▸ Given problem
Beginning with the line that holds "Mark the green and", set down each line of the data below through the very last, exactly as given, and nothing beyond that.

▸ Data extract
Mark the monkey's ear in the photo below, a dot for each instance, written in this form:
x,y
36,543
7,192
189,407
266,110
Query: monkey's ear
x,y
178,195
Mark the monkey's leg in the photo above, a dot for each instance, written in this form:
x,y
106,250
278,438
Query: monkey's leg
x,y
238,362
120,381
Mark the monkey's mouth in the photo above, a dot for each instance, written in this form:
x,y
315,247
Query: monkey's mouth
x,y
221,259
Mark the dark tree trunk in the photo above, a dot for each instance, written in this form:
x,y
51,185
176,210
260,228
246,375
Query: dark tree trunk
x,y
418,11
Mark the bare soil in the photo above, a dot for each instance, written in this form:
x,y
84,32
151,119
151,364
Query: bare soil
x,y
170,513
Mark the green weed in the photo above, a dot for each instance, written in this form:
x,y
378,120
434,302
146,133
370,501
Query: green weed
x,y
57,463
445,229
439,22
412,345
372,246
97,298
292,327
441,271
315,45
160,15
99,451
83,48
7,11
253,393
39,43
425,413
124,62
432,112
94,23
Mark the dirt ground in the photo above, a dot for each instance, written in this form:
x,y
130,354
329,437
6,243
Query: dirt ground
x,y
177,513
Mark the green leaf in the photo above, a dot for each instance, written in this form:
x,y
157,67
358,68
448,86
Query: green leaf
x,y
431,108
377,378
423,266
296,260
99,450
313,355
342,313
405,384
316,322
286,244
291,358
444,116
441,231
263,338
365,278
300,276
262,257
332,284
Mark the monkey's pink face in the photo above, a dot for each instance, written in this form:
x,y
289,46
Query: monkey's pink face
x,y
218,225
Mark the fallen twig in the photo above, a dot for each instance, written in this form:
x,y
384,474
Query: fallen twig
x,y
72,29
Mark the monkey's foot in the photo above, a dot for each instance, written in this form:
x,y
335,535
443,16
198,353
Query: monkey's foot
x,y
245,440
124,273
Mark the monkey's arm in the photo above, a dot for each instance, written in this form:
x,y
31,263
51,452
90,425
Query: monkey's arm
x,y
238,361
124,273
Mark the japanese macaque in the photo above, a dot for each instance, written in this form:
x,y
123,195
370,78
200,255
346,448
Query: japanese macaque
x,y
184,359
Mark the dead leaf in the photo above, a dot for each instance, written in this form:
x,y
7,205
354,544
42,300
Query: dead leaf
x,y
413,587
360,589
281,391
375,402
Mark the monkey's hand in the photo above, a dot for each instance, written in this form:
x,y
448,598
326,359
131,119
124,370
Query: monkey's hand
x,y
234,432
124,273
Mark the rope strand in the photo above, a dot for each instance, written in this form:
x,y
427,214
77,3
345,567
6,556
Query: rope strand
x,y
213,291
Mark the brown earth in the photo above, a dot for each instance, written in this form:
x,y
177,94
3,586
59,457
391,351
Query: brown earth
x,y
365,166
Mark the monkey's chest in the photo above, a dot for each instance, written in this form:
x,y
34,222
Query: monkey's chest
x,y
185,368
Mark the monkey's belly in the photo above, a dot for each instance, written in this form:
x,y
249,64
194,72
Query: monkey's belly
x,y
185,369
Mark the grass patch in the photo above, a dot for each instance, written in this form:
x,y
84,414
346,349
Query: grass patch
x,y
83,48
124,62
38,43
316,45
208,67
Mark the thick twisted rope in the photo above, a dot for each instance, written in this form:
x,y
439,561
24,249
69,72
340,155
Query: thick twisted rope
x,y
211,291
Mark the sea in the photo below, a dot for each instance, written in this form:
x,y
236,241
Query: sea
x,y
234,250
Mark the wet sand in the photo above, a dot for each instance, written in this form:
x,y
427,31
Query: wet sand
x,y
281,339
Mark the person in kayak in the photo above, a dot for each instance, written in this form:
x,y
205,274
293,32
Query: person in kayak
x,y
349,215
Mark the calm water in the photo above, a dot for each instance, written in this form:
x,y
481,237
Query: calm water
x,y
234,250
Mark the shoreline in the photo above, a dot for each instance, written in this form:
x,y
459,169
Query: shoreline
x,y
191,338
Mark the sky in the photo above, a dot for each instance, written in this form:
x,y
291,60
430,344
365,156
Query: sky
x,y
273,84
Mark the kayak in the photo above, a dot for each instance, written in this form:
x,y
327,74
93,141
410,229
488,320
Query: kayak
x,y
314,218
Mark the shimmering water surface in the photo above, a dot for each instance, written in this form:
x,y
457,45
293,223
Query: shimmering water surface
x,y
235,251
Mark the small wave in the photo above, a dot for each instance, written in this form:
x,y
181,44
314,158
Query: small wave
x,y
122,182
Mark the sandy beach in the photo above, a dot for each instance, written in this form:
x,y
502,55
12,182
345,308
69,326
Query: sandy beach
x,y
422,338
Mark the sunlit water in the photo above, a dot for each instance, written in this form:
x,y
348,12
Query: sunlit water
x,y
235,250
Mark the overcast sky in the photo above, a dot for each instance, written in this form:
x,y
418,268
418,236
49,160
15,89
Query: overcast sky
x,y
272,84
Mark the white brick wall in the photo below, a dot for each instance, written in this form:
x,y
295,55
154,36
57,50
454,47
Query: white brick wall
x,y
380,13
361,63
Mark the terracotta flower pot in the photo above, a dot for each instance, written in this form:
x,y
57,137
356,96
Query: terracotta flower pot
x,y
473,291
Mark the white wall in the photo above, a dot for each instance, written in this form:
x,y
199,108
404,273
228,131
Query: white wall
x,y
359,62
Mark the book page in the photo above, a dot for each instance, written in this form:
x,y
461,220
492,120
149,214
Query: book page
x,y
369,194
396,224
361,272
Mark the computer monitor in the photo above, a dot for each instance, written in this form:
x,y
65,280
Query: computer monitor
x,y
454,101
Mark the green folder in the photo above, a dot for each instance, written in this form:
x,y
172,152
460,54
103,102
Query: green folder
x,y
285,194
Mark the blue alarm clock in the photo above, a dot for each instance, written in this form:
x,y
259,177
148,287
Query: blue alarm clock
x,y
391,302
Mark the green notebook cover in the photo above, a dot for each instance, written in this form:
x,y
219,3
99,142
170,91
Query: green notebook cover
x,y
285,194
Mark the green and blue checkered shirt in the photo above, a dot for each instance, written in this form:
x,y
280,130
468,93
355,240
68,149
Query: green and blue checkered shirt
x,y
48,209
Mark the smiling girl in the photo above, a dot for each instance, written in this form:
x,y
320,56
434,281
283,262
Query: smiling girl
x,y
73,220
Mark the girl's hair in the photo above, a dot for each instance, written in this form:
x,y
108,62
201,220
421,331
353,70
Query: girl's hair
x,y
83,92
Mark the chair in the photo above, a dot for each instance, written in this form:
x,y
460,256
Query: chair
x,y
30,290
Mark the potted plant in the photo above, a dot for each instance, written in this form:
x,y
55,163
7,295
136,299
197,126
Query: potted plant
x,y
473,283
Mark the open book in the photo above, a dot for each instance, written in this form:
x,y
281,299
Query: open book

▸ Correct output
Mark the green and blue checkered shirt in the photo above, a dot for each instance, written in this form:
x,y
280,130
468,93
355,240
68,149
Query: green and blue checkered shirt
x,y
48,209
Mark the smiling girl in the photo above, a dot for each instance, written in this form:
x,y
320,56
434,281
283,262
Query: smiling girl
x,y
73,220
Mark the girl's hair in the photo above, a dot for each instance, written in this form:
x,y
108,62
201,220
421,331
353,70
Query: girl's hair
x,y
83,92
Mark the chair in the photo above, a dot for each instance, written in this form:
x,y
460,256
Query: chair
x,y
30,290
Mark the potted plant in the photo above, a dot for each instance, written in this form:
x,y
55,163
7,295
136,299
197,126
Query: potted plant
x,y
473,283
Mark the open book in the photo above, a dot for each instance, written in this form:
x,y
281,299
Query: open book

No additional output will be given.